Exercices:
#1 Répondez aux questions suivantes sur le passage choisi.
(a) Quel est le premier niveau cité parmi les dispositions visant à réduire les facteurs de risque ?
(b) Quelle structure possède le Guichet Spécial de Compensation ?
(c) Dans quel but les produits microfinanciers complémentaires sont-ils conçus ?
#2 Dans le passage choisi, remplacez « pauvreté » par « précarité » et recopiez le texte en commençant par « 6 – ACTIVITES » et en terminant par « contre la pauvreté. ».

3 – Traitement, comptabilisation et gestion des opérations
Les dispositions techniques et précautions visant à réduire au minimum les facteurs de risque d’une telle solution se situent essentiellement aux niveaux suivants : la sélection des candidats, la formation des acteurs, le respect des obligations réciproques, la surveillance des comptes de compensation, la maîtrise des risques de surfacturation, la moralisation des échanges, la sécurisation des opérations, la définition précise des limites des responsabilités, les respect des législations en vigueur, la garantie de bonne fin des transactions, le contrôle strict de l’émission et de la circulation ainsi que des conditions de garantie des instruments de compensation, la constitution éventuelle d’un « fonds de garantie », la mise en œuvre prudente et progressive de certaines activités, etc.
6 – ACTIVITES
Le Guichet Spécial de Compensation qui possède une structure de « CERCLE » regroupant les « clients et les partenaires compensateurs », se charge de concevoir et de mettre en œuvre des formules de produits, des actions d’animation dynamiques, des services spécialisés, des microprogrammes spéciaux attractifs, etc. :
1 – PRODUITS MICROFINANCIERS COMPLEMENTAIRES
Il s’agit d’une gamme de produits et d’instruments microfinanciers alternatifs très simples à comprendre et à appliquer, conçus pour « doper » la lutte contre la pauvreté.

Éléments de données:

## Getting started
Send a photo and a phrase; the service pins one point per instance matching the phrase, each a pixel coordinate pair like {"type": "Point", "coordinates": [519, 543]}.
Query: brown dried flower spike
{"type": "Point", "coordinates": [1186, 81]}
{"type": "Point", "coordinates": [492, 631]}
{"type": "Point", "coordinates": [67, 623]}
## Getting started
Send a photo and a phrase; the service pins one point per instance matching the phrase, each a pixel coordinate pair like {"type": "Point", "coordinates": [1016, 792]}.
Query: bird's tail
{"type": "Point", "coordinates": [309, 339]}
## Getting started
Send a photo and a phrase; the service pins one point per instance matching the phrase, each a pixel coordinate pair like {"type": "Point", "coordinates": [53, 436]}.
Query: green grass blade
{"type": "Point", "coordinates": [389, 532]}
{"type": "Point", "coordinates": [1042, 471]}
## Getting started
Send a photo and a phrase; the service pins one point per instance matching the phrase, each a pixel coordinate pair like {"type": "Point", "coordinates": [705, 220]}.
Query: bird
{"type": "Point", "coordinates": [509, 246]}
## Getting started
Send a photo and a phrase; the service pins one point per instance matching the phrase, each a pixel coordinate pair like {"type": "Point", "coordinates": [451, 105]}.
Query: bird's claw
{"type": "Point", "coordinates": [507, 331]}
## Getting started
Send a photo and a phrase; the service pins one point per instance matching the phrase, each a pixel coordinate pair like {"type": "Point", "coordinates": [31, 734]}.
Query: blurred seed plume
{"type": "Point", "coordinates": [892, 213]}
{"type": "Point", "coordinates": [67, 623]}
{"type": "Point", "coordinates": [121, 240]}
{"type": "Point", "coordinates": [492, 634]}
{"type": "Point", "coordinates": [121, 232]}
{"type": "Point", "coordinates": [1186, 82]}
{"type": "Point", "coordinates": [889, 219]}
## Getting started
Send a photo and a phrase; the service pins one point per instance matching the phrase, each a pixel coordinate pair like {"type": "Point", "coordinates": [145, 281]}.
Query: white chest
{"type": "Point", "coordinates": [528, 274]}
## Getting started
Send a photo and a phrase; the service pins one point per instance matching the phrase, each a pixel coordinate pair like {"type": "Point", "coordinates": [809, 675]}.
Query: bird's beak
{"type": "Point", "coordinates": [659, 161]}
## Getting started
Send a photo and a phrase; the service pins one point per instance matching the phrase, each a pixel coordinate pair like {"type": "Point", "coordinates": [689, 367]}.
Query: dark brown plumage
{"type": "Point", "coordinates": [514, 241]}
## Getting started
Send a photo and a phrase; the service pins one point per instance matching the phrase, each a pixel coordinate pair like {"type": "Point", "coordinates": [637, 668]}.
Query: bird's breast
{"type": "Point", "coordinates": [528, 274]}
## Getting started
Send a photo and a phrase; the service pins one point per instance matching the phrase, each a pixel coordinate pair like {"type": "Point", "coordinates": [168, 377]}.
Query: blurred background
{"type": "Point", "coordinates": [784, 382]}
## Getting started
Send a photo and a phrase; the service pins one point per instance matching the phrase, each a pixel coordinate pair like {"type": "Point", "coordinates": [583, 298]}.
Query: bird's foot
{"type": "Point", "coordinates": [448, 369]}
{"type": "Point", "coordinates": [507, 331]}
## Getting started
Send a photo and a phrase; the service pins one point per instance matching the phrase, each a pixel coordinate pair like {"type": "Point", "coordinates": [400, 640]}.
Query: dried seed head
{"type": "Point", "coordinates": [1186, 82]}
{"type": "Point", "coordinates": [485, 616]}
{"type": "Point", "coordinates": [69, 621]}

Corrigés dans l'ordre:
#1
(a) La sélection des candidats.
(b) Une structure de « CERCLE » regroupant les « clients et les partenaires compensateurs ».
(c) Pour « doper » la lutte contre la pauvreté.

#2
6 – ACTIVITES
Le Guichet Spécial de Compensation qui possède une structure de « CERCLE » regroupant les « clients et les partenaires compensateurs », se charge de concevoir et de mettre en œuvre des formules de produits, des actions d’animation dynamiques, des services spécialisés, des microprogrammes spéciaux attractifs, etc. :
1 – PRODUITS MICROFINANCIERS COMPLEMENTAIRES
Il s’agit d’une gamme de produits et d’instruments microfinanciers alternatifs très simples à comprendre et à appliquer, conçus pour « doper » la lutte contre la précarité.